I would like every line of the records below that contains the word "chair" copied.

*** Opening Study material ***

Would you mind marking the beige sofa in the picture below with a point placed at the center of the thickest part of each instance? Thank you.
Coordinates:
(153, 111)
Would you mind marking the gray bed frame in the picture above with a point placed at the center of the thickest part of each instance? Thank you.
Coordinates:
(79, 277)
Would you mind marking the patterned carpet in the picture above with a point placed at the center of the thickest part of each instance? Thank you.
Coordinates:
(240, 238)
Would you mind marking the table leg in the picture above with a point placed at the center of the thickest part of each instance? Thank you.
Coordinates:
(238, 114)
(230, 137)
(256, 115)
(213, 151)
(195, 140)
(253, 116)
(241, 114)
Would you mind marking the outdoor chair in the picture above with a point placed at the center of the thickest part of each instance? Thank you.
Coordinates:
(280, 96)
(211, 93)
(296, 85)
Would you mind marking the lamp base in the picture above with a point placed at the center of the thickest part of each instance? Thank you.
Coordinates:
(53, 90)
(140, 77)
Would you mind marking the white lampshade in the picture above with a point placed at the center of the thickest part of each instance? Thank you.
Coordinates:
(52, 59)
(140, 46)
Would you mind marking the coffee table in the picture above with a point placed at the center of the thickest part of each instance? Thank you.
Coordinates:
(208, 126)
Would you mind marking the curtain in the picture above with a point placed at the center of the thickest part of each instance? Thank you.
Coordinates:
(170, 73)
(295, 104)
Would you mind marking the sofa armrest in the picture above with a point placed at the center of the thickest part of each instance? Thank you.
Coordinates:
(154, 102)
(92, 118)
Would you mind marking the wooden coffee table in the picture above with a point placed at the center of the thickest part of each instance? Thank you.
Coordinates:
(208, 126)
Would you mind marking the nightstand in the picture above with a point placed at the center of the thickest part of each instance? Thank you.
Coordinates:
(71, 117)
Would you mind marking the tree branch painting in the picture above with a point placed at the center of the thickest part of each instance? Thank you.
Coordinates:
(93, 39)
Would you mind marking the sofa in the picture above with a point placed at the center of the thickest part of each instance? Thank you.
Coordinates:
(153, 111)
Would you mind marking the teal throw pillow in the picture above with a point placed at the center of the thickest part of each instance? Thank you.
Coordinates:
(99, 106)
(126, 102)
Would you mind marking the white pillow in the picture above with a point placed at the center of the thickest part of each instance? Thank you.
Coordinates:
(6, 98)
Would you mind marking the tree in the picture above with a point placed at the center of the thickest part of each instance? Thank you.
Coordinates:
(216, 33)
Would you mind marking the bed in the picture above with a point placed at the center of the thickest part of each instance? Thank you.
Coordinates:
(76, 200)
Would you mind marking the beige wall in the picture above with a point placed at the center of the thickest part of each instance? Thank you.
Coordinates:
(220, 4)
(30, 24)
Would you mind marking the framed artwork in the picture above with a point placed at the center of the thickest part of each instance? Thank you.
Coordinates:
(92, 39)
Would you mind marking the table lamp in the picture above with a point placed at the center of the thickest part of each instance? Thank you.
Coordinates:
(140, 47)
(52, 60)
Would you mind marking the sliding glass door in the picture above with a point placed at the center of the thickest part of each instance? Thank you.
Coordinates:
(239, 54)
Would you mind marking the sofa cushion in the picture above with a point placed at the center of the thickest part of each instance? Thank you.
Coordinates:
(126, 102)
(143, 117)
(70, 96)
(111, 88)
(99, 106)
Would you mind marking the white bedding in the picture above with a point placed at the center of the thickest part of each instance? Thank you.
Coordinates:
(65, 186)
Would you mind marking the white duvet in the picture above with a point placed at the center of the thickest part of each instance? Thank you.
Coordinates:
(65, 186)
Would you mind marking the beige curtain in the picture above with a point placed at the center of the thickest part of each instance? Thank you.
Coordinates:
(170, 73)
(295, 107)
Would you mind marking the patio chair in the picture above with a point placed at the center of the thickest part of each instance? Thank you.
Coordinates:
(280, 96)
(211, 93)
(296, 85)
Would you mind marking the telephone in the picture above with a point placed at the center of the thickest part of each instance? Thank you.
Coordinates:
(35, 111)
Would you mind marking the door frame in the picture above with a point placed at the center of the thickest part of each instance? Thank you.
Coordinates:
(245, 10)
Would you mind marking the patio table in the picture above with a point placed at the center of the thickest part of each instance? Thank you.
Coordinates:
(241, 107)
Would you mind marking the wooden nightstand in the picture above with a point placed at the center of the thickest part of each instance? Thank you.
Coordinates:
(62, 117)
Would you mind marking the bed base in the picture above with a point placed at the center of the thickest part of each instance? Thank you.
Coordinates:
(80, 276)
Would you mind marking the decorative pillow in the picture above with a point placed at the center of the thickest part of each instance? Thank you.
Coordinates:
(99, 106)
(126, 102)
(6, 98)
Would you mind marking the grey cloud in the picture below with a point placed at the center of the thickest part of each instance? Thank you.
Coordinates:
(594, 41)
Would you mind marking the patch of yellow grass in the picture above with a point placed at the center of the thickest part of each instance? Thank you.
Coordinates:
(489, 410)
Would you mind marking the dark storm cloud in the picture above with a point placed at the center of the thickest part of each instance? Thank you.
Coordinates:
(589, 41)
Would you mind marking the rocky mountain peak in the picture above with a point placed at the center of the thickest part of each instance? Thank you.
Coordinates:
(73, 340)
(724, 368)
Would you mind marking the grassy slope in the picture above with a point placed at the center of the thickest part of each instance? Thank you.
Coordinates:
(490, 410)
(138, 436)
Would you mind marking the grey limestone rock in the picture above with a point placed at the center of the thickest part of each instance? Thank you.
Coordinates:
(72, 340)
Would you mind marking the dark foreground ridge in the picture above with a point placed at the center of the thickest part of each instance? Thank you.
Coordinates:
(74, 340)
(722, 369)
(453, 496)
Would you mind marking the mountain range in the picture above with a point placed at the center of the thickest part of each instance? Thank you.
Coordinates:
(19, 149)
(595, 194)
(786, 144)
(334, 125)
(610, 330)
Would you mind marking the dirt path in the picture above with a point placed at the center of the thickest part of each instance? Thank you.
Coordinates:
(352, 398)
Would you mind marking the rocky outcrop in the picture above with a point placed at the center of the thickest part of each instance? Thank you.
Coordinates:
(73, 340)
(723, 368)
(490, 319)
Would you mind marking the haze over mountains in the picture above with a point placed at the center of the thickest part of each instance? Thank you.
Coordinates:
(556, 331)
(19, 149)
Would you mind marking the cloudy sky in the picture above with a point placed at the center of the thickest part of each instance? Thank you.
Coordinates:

*** Closing Study material ***

Answer box:
Would you mind marking the outdoor chair in the picture above with a point placed at the center of the thickest part of each instance? Thank you.
Would you mind marking the patio chair in the picture above with a point placed at the center of the thickest part of each instance? Thank you.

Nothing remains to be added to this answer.